- _Goal_
Convert every line of the entries into a Markdown table with the columns Number and Record line, numbering the rows in order and omitting blank lines.

Bounding-box entries
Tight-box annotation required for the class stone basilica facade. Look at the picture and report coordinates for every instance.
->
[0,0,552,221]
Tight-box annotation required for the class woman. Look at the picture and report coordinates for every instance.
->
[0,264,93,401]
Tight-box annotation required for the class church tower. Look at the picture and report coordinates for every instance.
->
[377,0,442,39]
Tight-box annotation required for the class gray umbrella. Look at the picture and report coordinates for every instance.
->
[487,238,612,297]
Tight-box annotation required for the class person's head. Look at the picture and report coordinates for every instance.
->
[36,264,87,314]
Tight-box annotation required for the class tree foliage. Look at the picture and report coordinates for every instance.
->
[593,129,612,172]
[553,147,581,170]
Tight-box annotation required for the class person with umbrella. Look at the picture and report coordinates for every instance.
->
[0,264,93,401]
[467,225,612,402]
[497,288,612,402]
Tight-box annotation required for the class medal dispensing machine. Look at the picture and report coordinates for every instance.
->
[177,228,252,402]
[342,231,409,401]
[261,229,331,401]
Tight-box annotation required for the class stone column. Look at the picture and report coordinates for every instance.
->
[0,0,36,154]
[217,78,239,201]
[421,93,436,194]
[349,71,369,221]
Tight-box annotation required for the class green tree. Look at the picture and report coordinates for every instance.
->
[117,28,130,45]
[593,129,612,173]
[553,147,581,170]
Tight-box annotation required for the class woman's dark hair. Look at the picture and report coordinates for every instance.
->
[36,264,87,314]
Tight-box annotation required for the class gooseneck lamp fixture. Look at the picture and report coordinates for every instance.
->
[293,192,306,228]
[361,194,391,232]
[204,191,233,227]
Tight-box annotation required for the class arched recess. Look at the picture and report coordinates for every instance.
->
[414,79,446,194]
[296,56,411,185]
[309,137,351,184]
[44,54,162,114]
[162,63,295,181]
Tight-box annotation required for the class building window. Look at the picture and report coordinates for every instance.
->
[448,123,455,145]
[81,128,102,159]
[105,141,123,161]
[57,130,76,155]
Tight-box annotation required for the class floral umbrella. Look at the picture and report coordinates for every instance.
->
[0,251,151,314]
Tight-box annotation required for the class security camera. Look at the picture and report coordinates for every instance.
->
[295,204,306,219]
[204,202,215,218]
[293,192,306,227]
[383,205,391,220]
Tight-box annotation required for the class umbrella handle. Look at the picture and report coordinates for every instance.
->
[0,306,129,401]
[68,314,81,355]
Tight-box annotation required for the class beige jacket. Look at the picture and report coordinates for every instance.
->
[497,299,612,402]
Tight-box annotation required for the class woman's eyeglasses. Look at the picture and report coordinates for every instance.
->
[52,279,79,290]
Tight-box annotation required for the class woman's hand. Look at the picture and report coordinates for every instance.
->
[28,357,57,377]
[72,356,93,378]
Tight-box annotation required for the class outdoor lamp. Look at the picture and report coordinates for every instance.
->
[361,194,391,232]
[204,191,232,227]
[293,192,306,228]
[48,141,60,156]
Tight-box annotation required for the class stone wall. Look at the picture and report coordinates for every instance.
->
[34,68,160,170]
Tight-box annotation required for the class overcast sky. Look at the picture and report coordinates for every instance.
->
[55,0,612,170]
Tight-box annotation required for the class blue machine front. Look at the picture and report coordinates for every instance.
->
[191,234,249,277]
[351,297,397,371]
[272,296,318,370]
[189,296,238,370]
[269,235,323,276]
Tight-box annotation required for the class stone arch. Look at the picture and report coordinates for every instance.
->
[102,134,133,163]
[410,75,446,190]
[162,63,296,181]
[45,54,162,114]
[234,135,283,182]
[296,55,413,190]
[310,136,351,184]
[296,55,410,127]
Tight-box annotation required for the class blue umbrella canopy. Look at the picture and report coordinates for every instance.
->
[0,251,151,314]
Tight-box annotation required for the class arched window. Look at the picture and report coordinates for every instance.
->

- _The output_
| Number | Record line |
|---|---|
| 1 | Tight-box annotation required for the class stone basilica facade. Look at the picture and report coordinates for every instance. |
| 2 | -> |
| 3 | [0,0,552,221] |
| 4 | Tight-box annotation required for the class woman. Look at the picture and report coordinates for every instance. |
| 5 | -> |
| 6 | [0,264,93,401] |
| 7 | Tight-box annotation required for the class church tower. Look at the picture and report coordinates for every instance. |
| 8 | -> |
| 9 | [377,0,442,39] |
| 10 | Tight-box annotation required for the class gray umbrella. Look at the picture and report coordinates for every instance. |
| 11 | -> |
| 12 | [487,238,612,297] |
| 13 | Tight-box annotation required for the class person's head. Look at the picture and report coordinates for every instance. |
| 14 | -> |
| 15 | [36,264,87,314] |
| 16 | Tight-box annotation required for the class tree foliage. Look at the picture and report coordinates for every instance. |
| 17 | -> |
| 18 | [593,129,612,172] |
| 19 | [553,147,581,170] |
| 20 | Tight-box annotation required for the class person with umbrella. Look at the picture and report coordinates for every instance. |
| 21 | -> |
| 22 | [0,264,93,401] |
| 23 | [467,225,612,402] |
| 24 | [497,288,612,402] |
| 25 | Tight-box annotation required for the class medal dispensing machine. Look at the picture and report coordinates for every instance. |
| 26 | -> |
| 27 | [177,228,252,402] |
| 28 | [342,231,409,401] |
| 29 | [261,229,331,401] |
| 30 | Tight-box annotation required for the class stone column. Look at the picture and report coordinates for every instance. |
| 31 | -> |
| 32 | [0,0,36,154] |
| 33 | [217,78,239,201] |
| 34 | [421,93,436,194] |
| 35 | [349,71,369,221] |
| 36 | Tight-box annotation required for the class green tree. Look at the picture and report coordinates for every instance. |
| 37 | -> |
| 38 | [117,28,130,45] |
| 39 | [593,129,612,173] |
| 40 | [553,147,581,170] |
| 41 | Tight-box annotation required for the class woman's dark hair. Look at the picture and report coordinates for every instance. |
| 42 | -> |
| 43 | [36,264,87,314] |
| 44 | Tight-box annotation required for the class gooseneck lamp fixture. Look at the picture and report coordinates for every instance. |
| 45 | -> |
| 46 | [293,192,306,228] |
| 47 | [361,194,391,232] |
| 48 | [204,191,233,227] |
| 49 | Tight-box annotation required for the class arched recess. Look at the picture and report coordinates for every instance. |
| 50 | -> |
| 51 | [414,79,446,194] |
| 52 | [296,56,411,185] |
| 53 | [309,137,351,184] |
| 54 | [44,54,162,114] |
| 55 | [162,63,295,181] |
| 56 | Tight-box annotation required for the class building window. Look at the picture and report coordinates for every instance. |
| 57 | -> |
| 58 | [448,123,455,145] |
| 59 | [81,128,102,159] |
| 60 | [105,141,123,161] |
| 61 | [57,130,76,155] |
| 62 | Tight-box annotation required for the class floral umbrella. Look at the picture and report coordinates for every instance. |
| 63 | -> |
| 64 | [0,251,151,314] |
| 65 | Tight-box annotation required for the class security camera. Look at the picture and report coordinates for every instance. |
| 66 | -> |
| 67 | [295,204,306,219] |
| 68 | [204,202,215,218] |
| 69 | [293,192,306,227] |
| 70 | [383,205,391,220] |
| 71 | Tight-box annotation required for the class umbrella handle. Look at the picture and report coordinates for every instance. |
| 72 | -> |
| 73 | [0,306,129,401] |
| 74 | [68,314,81,355] |
| 75 | Tight-box annotation required for the class beige jacket. Look at the picture and report coordinates for every instance. |
| 76 | -> |
| 77 | [497,299,612,402] |
| 78 | Tight-box annotation required for the class woman's eyeglasses. Look at the picture and report coordinates for every instance. |
| 79 | -> |
| 80 | [52,279,79,290] |
| 81 | Tight-box annotation required for the class woman's hand. Look at the picture and report coordinates for every instance. |
| 82 | -> |
| 83 | [28,357,57,377] |
| 84 | [72,356,93,378] |
| 85 | Tight-box annotation required for the class outdoor lamp. Look at the picture and report coordinates for every instance. |
| 86 | -> |
| 87 | [361,194,391,232] |
| 88 | [204,191,232,227] |
| 89 | [293,192,306,228] |
| 90 | [48,141,60,156] |
| 91 | Tight-box annotation required for the class stone wall. Look at the picture and report coordinates for every instance. |
| 92 | -> |
| 93 | [34,68,160,170] |
| 94 | Tight-box annotation required for the class overcast sky. Look at the picture and report coordinates for every instance. |
| 95 | -> |
| 96 | [55,0,612,170] |
| 97 | Tight-box annotation required for the class blue machine front. Look at the picture and report coordinates for every instance. |
| 98 | -> |
| 99 | [191,234,249,277] |
| 100 | [351,297,397,371] |
| 101 | [272,296,318,370] |
| 102 | [189,296,238,370] |
| 103 | [269,235,323,276] |
| 104 | Tight-box annotation required for the class stone arch. Look at the picture and report coordinates for every instance. |
| 105 | -> |
| 106 | [102,134,133,163] |
| 107 | [410,75,446,190] |
| 108 | [162,63,296,181] |
| 109 | [45,54,162,114] |
| 110 | [234,135,283,182] |
| 111 | [296,55,413,190] |
| 112 | [310,136,351,184] |
| 113 | [296,55,410,127] |
| 114 | Tight-box annotation required for the class blue umbrella canopy. Look at the picture and report coordinates for every instance. |
| 115 | -> |
| 116 | [0,251,151,314] |
| 117 | Tight-box annotation required for the class arched window. Look at the picture and report coordinates for every instance. |
| 118 | -> |